+++ Extracted information +++
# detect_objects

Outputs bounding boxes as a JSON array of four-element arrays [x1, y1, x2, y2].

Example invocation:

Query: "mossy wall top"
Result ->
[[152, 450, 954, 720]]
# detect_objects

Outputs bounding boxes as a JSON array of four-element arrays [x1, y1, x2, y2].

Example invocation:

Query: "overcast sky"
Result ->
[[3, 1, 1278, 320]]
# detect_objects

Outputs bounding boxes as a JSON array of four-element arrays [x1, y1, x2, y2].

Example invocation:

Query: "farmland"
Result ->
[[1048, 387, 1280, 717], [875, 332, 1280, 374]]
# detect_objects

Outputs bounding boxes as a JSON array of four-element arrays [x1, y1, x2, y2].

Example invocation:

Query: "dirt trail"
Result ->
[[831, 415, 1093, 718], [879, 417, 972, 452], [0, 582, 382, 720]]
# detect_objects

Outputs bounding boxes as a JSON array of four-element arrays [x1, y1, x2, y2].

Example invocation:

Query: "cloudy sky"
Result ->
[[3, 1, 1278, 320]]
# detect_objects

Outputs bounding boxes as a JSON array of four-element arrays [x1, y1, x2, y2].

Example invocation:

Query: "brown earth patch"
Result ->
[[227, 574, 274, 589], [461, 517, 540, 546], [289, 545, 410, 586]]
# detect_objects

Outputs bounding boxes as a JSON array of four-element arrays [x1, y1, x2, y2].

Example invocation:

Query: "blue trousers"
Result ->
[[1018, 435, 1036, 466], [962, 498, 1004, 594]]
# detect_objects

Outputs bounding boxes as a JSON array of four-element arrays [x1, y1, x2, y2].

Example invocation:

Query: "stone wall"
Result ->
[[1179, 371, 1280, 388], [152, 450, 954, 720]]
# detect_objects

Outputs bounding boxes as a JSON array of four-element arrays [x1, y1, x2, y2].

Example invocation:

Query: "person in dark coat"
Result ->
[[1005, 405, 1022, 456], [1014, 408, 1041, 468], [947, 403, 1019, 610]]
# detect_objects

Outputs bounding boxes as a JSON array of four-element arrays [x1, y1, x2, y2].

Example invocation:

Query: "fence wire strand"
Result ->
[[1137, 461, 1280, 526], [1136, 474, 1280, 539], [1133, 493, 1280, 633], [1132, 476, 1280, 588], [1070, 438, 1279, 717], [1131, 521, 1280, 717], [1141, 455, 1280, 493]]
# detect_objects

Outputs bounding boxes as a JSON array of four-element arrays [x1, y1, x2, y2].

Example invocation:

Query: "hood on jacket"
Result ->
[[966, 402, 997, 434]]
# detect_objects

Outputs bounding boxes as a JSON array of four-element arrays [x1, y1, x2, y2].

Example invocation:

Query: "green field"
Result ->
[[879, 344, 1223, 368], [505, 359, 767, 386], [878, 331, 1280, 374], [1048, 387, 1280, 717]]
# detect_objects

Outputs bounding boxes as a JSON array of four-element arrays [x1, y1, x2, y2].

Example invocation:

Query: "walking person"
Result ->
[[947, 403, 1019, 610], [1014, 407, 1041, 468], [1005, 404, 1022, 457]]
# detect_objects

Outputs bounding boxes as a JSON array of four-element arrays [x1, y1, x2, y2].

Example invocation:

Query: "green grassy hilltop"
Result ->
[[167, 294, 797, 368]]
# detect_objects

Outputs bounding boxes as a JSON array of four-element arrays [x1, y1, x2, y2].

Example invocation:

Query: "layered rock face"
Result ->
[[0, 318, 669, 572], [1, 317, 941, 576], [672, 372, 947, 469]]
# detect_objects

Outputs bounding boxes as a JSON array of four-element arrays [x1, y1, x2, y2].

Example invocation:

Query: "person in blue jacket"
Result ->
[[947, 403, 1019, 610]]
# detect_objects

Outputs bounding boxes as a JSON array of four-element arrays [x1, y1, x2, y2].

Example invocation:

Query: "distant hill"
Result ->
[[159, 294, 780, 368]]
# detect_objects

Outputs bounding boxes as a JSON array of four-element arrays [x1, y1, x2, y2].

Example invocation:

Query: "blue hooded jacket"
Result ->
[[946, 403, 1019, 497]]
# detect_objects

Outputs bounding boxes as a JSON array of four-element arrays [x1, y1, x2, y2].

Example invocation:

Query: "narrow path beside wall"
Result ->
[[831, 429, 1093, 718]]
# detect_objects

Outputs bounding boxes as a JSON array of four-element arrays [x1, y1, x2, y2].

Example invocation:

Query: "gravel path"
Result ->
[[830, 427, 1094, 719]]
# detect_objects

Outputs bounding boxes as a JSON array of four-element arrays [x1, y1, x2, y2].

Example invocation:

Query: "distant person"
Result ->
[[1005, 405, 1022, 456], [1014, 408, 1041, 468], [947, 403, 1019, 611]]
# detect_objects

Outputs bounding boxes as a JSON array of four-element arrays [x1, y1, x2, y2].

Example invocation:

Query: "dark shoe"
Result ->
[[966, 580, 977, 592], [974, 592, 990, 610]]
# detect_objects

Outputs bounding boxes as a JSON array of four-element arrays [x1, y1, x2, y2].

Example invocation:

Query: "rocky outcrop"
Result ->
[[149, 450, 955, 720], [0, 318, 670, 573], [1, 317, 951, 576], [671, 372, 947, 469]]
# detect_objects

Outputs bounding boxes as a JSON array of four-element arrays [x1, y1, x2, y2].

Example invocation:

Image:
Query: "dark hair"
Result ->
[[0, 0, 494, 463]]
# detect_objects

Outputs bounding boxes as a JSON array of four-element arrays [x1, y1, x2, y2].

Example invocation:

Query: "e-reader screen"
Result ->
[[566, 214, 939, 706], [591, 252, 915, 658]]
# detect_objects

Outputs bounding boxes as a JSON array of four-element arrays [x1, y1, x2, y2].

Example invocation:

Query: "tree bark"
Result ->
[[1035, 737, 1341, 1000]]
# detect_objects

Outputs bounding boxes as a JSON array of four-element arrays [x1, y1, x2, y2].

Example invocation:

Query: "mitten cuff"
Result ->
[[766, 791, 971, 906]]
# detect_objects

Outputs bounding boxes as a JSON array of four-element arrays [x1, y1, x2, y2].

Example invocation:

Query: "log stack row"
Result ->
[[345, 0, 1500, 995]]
+++
## How to complete this task
If a line of the data above holds the string "path", count it, then state only the total.

## Exercise response
2